##### SOURCE DATA

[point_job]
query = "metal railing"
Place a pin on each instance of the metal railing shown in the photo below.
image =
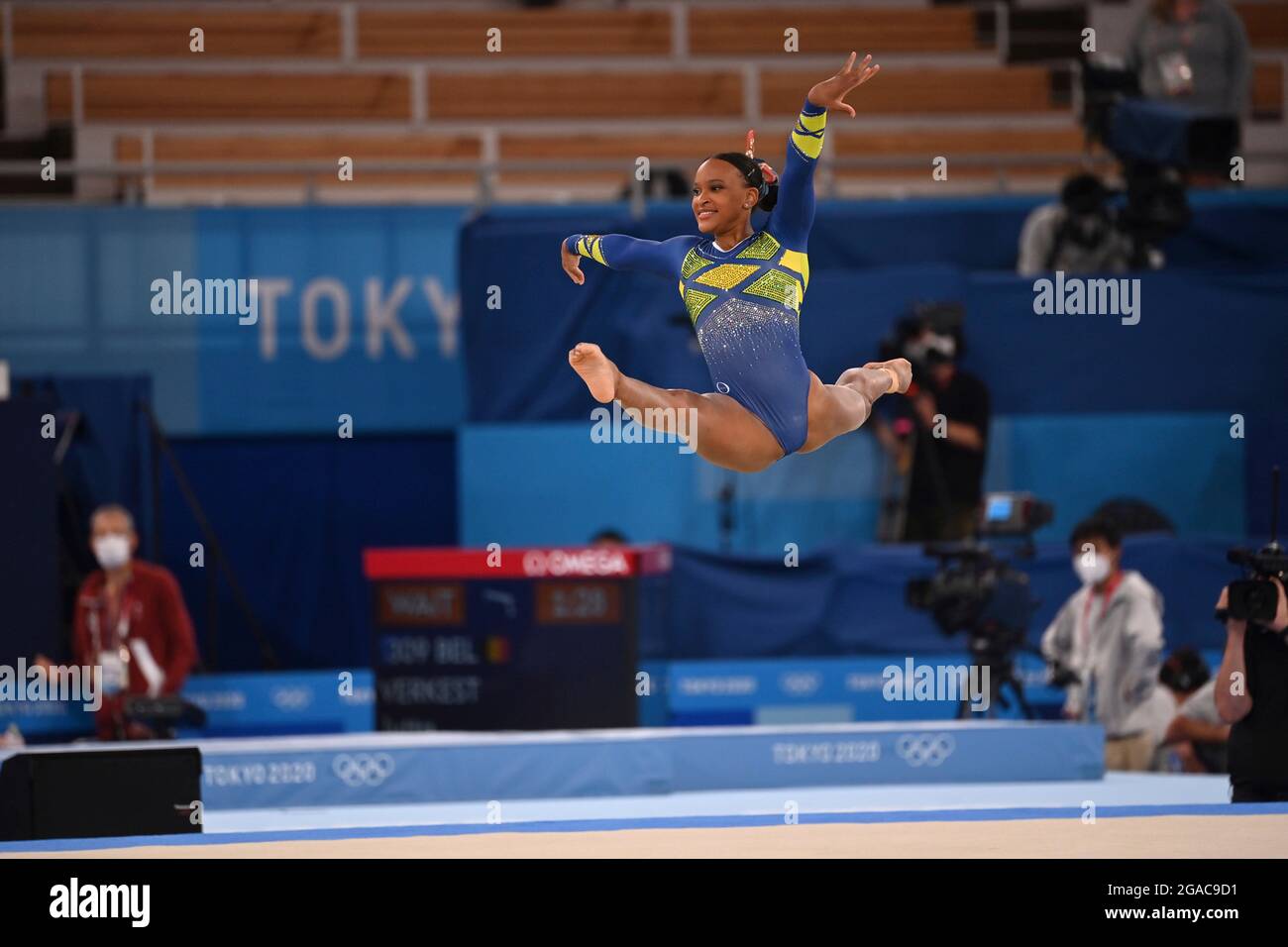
(138, 176)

##########

Looking at each line of the records, count the ones where the word "metal" appears, and report only the count.

TASK OUTPUT:
2